» Texte de la page:
Pour 85% des Français interrogés, effectuer une partie au moins de ses études à l’étranger est un atout pour les jeunes générations. Un chiffre bien plus élevé que dans les autres pays sondés, il est vrai anglophones : 61% au Royaume-Uni et 58% aux Etats-Unis et en Inde.

Si la pandémie de Covid-19 constitue, pour la majorité des pays sondés, une menace sur la mobilité étudiante, la France fait figure d’exception. Les Français interrogés s’avèrent en effet partagés sur l’évolution des échanges internationaux : si 52% estiment que la pandémie aura pour conséquence de limiter leurs déplacements dans les années à venir, 47% n’entrevoient aucune répercussion de la crise sur ces flux. Une fois n’est pas coutume les Français sont optimistes…

  • Méthodologie: étude quantitative réalisée par OpinionWay pour l’EDHEC Business School auprès de 5246 personnes au sein de 5 pays : France – 1049 interviews ; Royaume-Uni – 1053 interviews ; Etats-Unis – 1023 interviews ; Inde – 1071 interviews ; Afrique du Sud- 1050 interviews. Chaque échantillon est représentatif de la population nationale âgée de 15 ans et plus, et a été constitué selon la méthode des quotas. Les interviews ont été menées en ligne du 3 au 9 janvier 2020. Un sondage complémentaire a été conduit du 10 juin au 19 juin 2020 auprès des populations des cinq pays interrogés afin d’actualiser l’enquête au regard des conséquences de la pandémie de Covid-19.

» Consigne:
Rédigez la suite du texte sur le sondage consacré aux études à l'étranger, en reprenant après sa dernière phrase.

» Données sources:
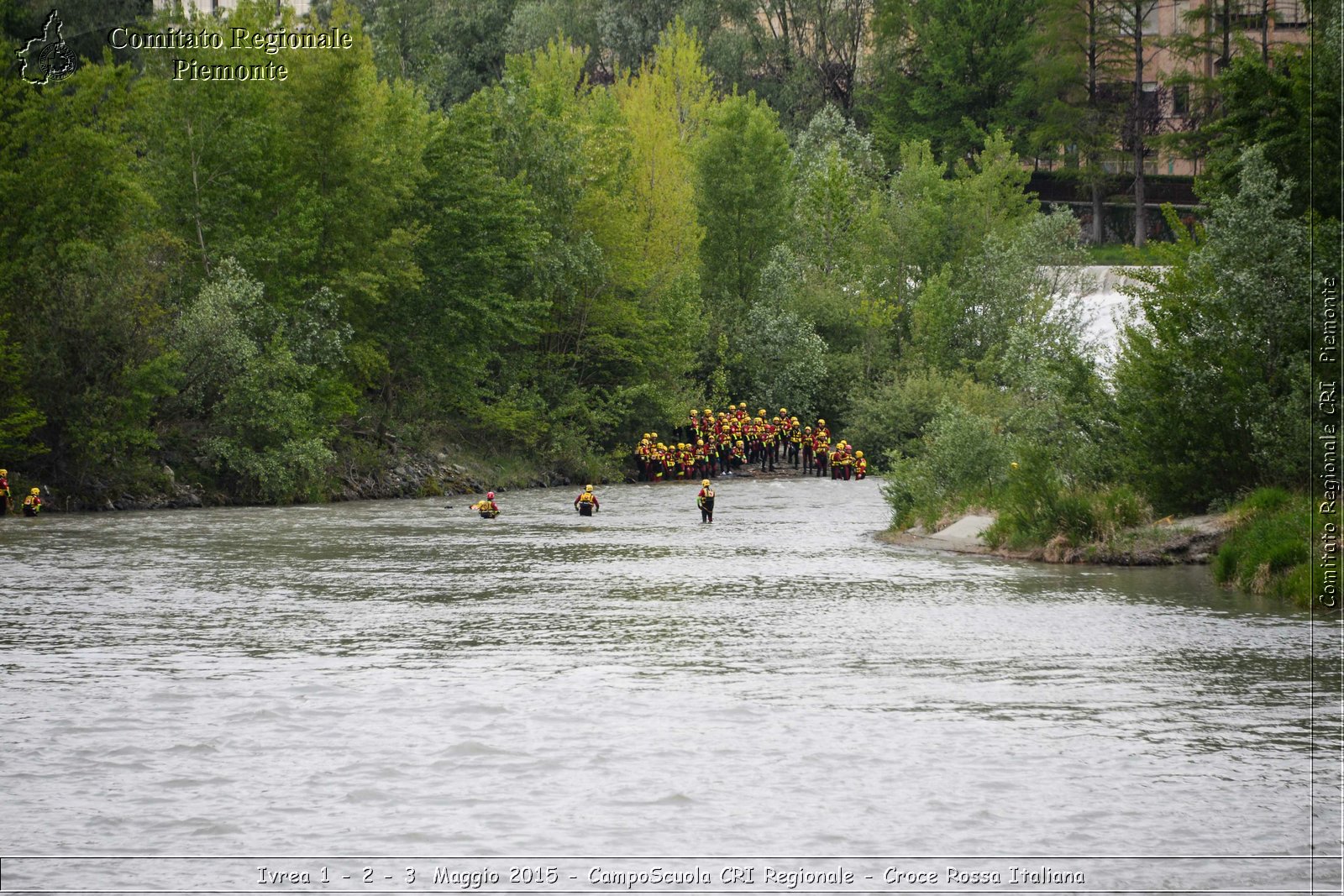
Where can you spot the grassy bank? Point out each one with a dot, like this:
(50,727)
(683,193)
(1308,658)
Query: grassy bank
(1268,551)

» Résultat attendu:
  • Quatre études de cabinets de conseil américains et de médias spécialisés ont été récemment consacrées à la question des évolutions nécessaires de l’enseignement supérieur. Hors et avec Covid-19. La première date d’avant la pandémie (Kaufman Hall, 2020 Higher Education Financial Trends, Challenges, and Priorities Revealed) et les trois autres lui sont postérieures : Coronavirus: How should US higher education plan for an uncertain future? (McKinsey), Higher education remade byCOVID-19 Scenarios for resilient leaders | 3 – 5years (Deloitte), How Will the Pandemic Change Higher Education? (The Chronicle of Higher Education)
  • L’Association internationale pour l’évaluation des résultats scolaires (AIE) et l’UNESCO lancent une étude, en partenariat avec la Commission européenne, pour dresser un tableau complet de l’impact de la pandémie sur l’éducation mondiale, intitulé «Responses to Educational Disruption Survey» (REDS).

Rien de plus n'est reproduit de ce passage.